## Given entries:
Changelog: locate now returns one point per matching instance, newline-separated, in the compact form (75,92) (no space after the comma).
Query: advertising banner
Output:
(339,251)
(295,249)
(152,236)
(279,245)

## Directive:
Express the entries above as a JSON list of strings, one string per line, with blank lines omitted.

## Exercise result:
[
  "Changelog: locate now returns one point per matching instance, newline-separated, in the compact form (75,92) (no space after the comma).",
  "Query: advertising banner",
  "Output:",
  "(339,251)",
  "(295,249)",
  "(152,236)",
  "(279,245)"
]